Can you repeat, word for word, the part of the forum discussion on guests and language between "I would venture" and "is her home.", inclusive?

### Extracted text
:::

I would venture to say that in the U.S. English is the native language. Today, at least.


#55

What I expect is someone to make an effort to communicate, period, in whatever language they speak. They could use Google translate or another app. They are not meeting the Host half way by confirming that they’ve read the House Rules. We all know how difficult it is to get money from guests for damaging a home. And, in the end, it is her home.


#56

It is a business, but we open our homes, not a store or even hotel, to people. Every Host is entitled to set up rules and have the guests acknowledge that they’ve read the rules. If there’s a problem then Airbnb would expect something in writing that the guest read and understood the rules. I can imagine how the language barrier may present a problem if something bad should happen. I also know that things may just turn out fine, but it’s not my home. They should try to make themselves understood, too. Sounds like they did not. You sound biased against Americans by assuming that we all insist that everyone speak English. hmmmmmm


#57

Being English, I would argue that English is rarely spoken in the US. However, American is spoken quite a lot. :wink:

I’ve had a very good (free) translation app on my phone for years and it works brilliantly. It also distinguishes between English, American, Canadian and Indian English so you can imagine that it makes short work of languages such as Cebuano, Gujarati, Igbo or Azerbaijani for example.

:::

### Data
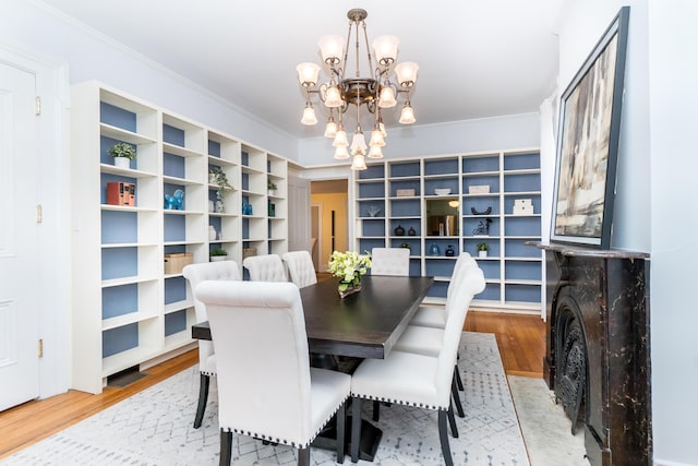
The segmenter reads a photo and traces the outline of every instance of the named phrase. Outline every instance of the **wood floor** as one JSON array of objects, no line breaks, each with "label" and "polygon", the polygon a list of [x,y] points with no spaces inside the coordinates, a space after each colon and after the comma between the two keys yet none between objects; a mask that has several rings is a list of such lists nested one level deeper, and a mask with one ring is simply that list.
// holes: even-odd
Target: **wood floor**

:::

### Exercise answer
I would venture to say that in the U.S. English is the native language. Today, at least.


#55

What I expect is someone to make an effort to communicate, period, in whatever language they speak. They could use Google translate or another app. They are not meeting the Host half way by confirming that they’ve read the House Rules. We all know how difficult it is to get money from guests for damaging a home. And, in the end, it is her home.